Исходный текст »

Кошут много занимался до 1848 года практическими делами своего края; это дало ему своего рода верность взгляда. Он очень хорошо знает, что в мире событий и приложений не всегда можно прямо летать, как ворон, что факты развиваются редко по простой логической линии, а идут, лавируя, заплетаясь эпициклами, срываясь по касательным. И вот причина, между прочим, почему Кошут уступает Маццини в огненной деятельности, и почему, с другой стороны, Маццини делает беспрерывные опыты, натягивает попытки, а Кошут их не делает вовсе.
Маццини глядит на итальянскую революцию - как фанатик; он верует в свою мысль об ней; он ее не подвергает критике и стремится ora e sempre22, как стрела, пущенная из лука. Чем меньше обстоятельств он берет (18) в расчет, тем прочнее и проще его действие, тем чище его идея.
Революционный идеализм Ледрю-Роллена тоже не сложен, его можно весь прочесть п речах Конвента и в мерах Комитета общественного спасения. Кошут принес с собою из Венгрии не общее достояние революционной традиции, не апокалиптические формулы социального доктринаризма, а протест своего края, который он глубоко изучил, - края нового, неизвестного ни в отношении к его потребностям, ни в отношении к его дико-свободным учреждениям, ни в отношении к его средневековым формам. В сравнении с своими товарищами Кошут был специалист.
Французские рефюжье23, с своей несчастной привычкой рубить сплеча и все мерить на свою мерку, сильно упрекали Кошута за то, что он в Марселе выразил свое сочувствие к социальным идеям, а в речи, которую произнес в Лондоне с балкона Mansion House, с глубоким уважением говорил о парламентаризме.

Записи набора данных:
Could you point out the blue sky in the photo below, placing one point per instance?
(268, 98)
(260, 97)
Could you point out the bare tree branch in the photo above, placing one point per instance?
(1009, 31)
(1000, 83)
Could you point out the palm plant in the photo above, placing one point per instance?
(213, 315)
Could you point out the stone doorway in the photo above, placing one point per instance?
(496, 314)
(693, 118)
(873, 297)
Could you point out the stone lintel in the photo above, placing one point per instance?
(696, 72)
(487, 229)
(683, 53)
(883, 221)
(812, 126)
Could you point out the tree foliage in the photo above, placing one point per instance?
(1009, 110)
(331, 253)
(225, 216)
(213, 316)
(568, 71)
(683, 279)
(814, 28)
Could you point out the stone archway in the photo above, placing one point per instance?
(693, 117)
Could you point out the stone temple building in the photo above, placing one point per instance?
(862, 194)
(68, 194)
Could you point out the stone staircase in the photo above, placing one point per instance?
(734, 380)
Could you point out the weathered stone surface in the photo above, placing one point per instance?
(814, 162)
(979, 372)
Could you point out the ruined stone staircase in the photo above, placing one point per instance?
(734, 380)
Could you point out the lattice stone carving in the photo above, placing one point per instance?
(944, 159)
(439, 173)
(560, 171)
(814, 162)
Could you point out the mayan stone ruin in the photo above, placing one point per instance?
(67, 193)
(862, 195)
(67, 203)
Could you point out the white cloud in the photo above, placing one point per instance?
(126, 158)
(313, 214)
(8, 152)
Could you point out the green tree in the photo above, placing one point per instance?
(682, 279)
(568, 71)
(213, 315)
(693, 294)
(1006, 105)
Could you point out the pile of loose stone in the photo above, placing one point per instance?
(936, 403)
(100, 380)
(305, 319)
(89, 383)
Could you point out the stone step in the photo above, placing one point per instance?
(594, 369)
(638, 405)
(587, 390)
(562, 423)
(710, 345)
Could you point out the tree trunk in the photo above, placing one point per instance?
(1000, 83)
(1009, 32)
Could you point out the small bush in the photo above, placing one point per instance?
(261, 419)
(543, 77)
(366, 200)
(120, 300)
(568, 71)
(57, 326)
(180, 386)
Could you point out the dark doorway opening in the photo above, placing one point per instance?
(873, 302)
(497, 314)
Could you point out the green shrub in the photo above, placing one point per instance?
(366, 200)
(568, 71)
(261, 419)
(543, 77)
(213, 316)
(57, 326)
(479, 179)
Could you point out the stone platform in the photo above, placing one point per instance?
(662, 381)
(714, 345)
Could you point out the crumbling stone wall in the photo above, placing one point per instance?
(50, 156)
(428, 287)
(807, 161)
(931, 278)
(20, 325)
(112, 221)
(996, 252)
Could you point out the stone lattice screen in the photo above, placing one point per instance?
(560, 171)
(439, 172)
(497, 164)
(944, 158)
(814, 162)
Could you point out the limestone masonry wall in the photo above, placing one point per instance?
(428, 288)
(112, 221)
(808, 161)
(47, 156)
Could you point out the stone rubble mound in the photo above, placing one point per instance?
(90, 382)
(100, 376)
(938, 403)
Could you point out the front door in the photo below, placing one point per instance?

Что сделать » Перепишите дословно отрывок из текста о Кошуте от «Маццини глядит на» до «Кошут был специалист.».

Результат »
Маццини глядит на итальянскую революцию - как фанатик; он верует в свою мысль об ней; он ее не подвергает критике и стремится ora e sempre22, как стрела, пущенная из лука. Чем меньше обстоятельств он берет (18) в расчет, тем прочнее и проще его действие, тем чище его идея.
Революционный идеализм Ледрю-Роллена тоже не сложен, его можно весь прочесть п речах Конвента и в мерах Комитета общественного спасения. Кошут принес с собою из Венгрии не общее достояние революционной традиции, не апокалиптические формулы социального доктринаризма, а протест своего края, который он глубоко изучил, - края нового, неизвестного ни в отношении к его потребностям, ни в отношении к его дико-свободным учреждениям, ни в отношении к его средневековым формам. В сравнении с своими товарищами Кошут был специалист.